_INFORMATION GIVEN_
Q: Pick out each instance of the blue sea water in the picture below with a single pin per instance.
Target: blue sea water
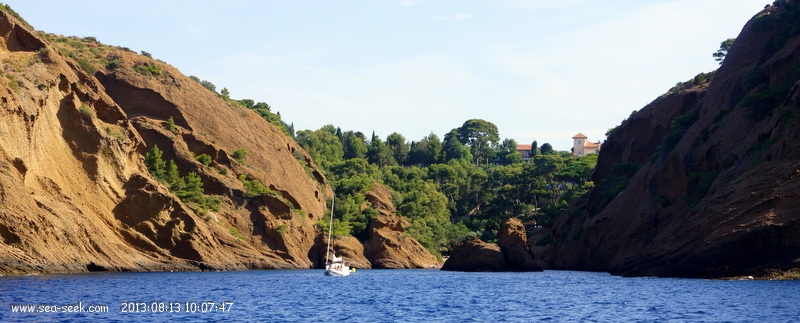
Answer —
(392, 296)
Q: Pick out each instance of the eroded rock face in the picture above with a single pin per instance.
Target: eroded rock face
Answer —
(510, 253)
(476, 255)
(714, 184)
(76, 196)
(513, 241)
(389, 247)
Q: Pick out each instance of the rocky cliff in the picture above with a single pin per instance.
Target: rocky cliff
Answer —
(510, 253)
(77, 119)
(704, 181)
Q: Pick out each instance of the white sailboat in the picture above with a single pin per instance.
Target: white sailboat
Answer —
(334, 266)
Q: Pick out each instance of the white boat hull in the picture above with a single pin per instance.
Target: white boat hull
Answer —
(330, 272)
(337, 269)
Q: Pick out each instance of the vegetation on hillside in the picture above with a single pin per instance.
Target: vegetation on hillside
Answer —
(441, 187)
(464, 184)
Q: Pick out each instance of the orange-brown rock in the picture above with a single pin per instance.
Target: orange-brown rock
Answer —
(513, 241)
(476, 255)
(76, 196)
(349, 248)
(710, 171)
(510, 253)
(389, 247)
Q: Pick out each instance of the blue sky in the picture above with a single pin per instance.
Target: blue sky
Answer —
(540, 70)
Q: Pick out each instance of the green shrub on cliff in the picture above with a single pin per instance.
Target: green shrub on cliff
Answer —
(188, 188)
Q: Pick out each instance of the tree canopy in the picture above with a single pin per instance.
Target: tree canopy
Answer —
(446, 193)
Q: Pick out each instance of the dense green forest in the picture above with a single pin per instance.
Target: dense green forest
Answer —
(464, 185)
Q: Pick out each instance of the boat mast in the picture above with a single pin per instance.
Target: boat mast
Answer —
(330, 231)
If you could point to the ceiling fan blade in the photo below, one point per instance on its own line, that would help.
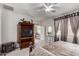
(42, 7)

_GOAL OF THE EXERCISE_
Render every line of the material above as a JSON list of strings, one string per line, with blank lines omitted. Leave the pictures out.

_RESULT_
[
  "Q: Pick out each instance of the blue sea water in the picture below with a single pin per instance.",
  "Target: blue sea water",
  "Answer —",
  "(392, 296)",
  "Q: Pick out each instance of the eroded rock face in the picture above with a single pin per instance.",
  "Target: eroded rock face",
  "Answer —",
  "(510, 253)",
  "(476, 255)",
  "(714, 184)",
  "(76, 196)",
  "(513, 241)",
  "(389, 247)",
  "Q: Pick out each instance of the rocky cliff in the picture above with a single pin per instance.",
  "Target: rocky cliff",
  "Answer —",
  "(510, 253)",
  "(77, 119)",
  "(704, 181)",
  "Q: Pick out each instance of the white sailboat in the picture above with a single pin per instance.",
  "Target: white sailboat",
  "Answer —",
  "(334, 266)",
  "Q: Pick out each instance of the white boat hull in the picture above with a single pin per instance.",
  "Target: white boat hull",
  "Answer —",
  "(330, 272)",
  "(337, 269)",
  "Q: Pick out each instance of the vegetation on hillside in the picture above with a single pin per instance.",
  "Target: vegetation on hillside",
  "Answer —",
  "(441, 187)",
  "(464, 184)",
  "Q: Pick out each instance of the orange-brown rock in the picture above with a single pin per instance.",
  "Target: orange-brown rock",
  "Answer —",
  "(513, 241)",
  "(476, 255)",
  "(76, 196)",
  "(349, 248)",
  "(710, 171)",
  "(510, 253)",
  "(389, 247)",
  "Q: Pick out each instance of the blue sky in the picture above with a single pin per instance.",
  "Target: blue sky",
  "Answer —",
  "(540, 70)",
  "Q: Pick out each instance of the green shrub on cliff in the picture above with a single pin per instance.",
  "Target: green shrub on cliff",
  "Answer —",
  "(188, 188)",
  "Q: Pick out each instance of the tree canopy in the picture above with a single pin per instance.",
  "Target: tree canopy",
  "Answer —",
  "(446, 193)",
  "Q: Pick out each instance of the dense green forest in the picture above with a single pin per instance.",
  "Target: dense green forest",
  "Answer —",
  "(464, 185)",
  "Q: Pick out each instance of the boat mast in the picture above with a single pin per instance.",
  "Target: boat mast",
  "Answer —",
  "(330, 231)",
  "If you could point to the ceiling fan blade in the photo below, one point per instance on its own line, that would help.",
  "(42, 7)"
]